### EXERCISE PROMPT
Only text is carried over. Reproduce the entries below exactly.

### RECORDED INFORMATION
◆ ◆ ◆

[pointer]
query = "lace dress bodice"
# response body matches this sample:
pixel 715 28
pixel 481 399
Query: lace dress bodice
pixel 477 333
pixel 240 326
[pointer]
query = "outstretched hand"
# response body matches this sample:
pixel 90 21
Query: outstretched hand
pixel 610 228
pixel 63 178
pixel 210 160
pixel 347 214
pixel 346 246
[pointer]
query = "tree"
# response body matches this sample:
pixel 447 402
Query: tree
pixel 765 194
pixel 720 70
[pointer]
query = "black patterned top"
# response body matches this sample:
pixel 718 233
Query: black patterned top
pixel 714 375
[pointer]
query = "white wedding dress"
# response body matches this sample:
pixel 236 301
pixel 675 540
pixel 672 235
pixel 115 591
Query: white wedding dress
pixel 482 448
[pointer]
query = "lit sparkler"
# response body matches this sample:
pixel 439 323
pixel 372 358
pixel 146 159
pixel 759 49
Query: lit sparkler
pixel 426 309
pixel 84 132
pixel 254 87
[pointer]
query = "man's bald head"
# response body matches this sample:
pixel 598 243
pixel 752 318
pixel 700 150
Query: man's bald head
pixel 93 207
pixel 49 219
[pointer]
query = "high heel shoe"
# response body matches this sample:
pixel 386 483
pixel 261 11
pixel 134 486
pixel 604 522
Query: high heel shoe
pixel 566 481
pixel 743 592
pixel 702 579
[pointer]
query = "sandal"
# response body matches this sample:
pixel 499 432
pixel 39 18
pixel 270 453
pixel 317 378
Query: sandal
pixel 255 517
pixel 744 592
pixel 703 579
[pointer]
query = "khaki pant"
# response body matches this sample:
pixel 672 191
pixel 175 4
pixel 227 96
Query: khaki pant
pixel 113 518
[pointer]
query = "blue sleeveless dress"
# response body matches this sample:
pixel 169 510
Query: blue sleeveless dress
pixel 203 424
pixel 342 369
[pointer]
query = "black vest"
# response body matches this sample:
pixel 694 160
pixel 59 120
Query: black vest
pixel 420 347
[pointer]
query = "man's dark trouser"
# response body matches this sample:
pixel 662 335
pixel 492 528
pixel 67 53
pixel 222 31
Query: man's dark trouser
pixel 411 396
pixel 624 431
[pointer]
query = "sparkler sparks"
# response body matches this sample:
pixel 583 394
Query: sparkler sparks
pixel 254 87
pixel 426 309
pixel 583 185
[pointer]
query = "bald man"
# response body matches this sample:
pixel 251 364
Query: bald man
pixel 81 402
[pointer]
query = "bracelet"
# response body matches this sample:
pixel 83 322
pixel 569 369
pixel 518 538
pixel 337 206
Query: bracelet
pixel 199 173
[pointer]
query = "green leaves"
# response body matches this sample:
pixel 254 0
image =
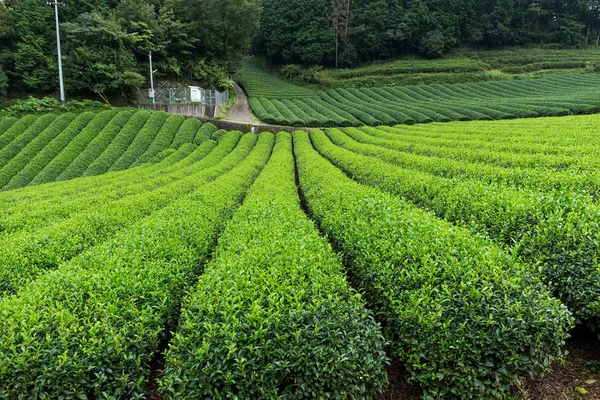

◆ ◆ ◆

### EXERCISE OUTPUT
[pointer]
query = "lace dress bodice"
# response body matches this sample:
pixel 715 28
pixel 481 399
Query: lace dress bodice
pixel 477 333
pixel 240 326
[pointer]
query = "outstretched hand"
# response body matches this sample:
pixel 90 21
Query: outstretched hand
pixel 610 228
pixel 63 178
pixel 210 160
pixel 347 214
pixel 346 246
[pointer]
query = "tree"
# response body matches this sample:
pixel 447 402
Query: tree
pixel 765 194
pixel 720 70
[pointer]
query = "black patterned top"
# response body matches this sample:
pixel 718 233
Query: black patterned top
pixel 714 375
[pointer]
query = "white wedding dress"
# response body matches this sample:
pixel 236 301
pixel 675 540
pixel 672 235
pixel 115 591
Query: white wedding dress
pixel 482 448
[pointer]
query = "lit sparkler"
# response body matches this sample:
pixel 439 323
pixel 372 358
pixel 146 159
pixel 759 49
Query: lit sparkler
pixel 426 309
pixel 84 132
pixel 254 87
[pointer]
query = "man's bald head"
# response body matches this sample:
pixel 598 243
pixel 752 318
pixel 700 150
Query: man's bald head
pixel 93 207
pixel 49 219
[pointer]
query = "high heel shoe"
# response body matches this sample:
pixel 386 483
pixel 261 11
pixel 134 486
pixel 604 522
Query: high heel shoe
pixel 566 481
pixel 743 592
pixel 702 579
[pointer]
query = "sandal"
# response body matches this sample:
pixel 499 432
pixel 39 18
pixel 270 453
pixel 317 378
Query: sandal
pixel 255 517
pixel 744 592
pixel 703 579
[pointer]
query = "khaki pant"
# response body matches this sample:
pixel 672 191
pixel 175 4
pixel 227 96
Query: khaki pant
pixel 113 518
[pointer]
query = "blue sleeveless dress"
# response body matches this sample:
pixel 169 510
Query: blue sleeveless dress
pixel 203 424
pixel 342 369
[pointer]
query = "black vest"
# response body matches this sample:
pixel 694 160
pixel 59 120
Query: black vest
pixel 420 347
[pointer]
query = "man's dark trouser"
# response body matches this sample:
pixel 662 335
pixel 492 528
pixel 67 53
pixel 222 31
Query: man's dark trouser
pixel 411 396
pixel 624 431
[pointer]
query = "sparkler sparks"
# response body matches this sample:
pixel 583 394
Query: sparkler sparks
pixel 254 87
pixel 426 309
pixel 583 185
[pointer]
query = "bald man"
# response body matches this sample:
pixel 251 364
Query: bald man
pixel 81 402
[pointer]
query = "bracelet"
# response body matches this sample:
pixel 83 322
pixel 569 369
pixel 518 538
pixel 337 206
Query: bracelet
pixel 199 173
[pointer]
query = "green leaves"
# response body matches this sample:
pixel 254 0
image =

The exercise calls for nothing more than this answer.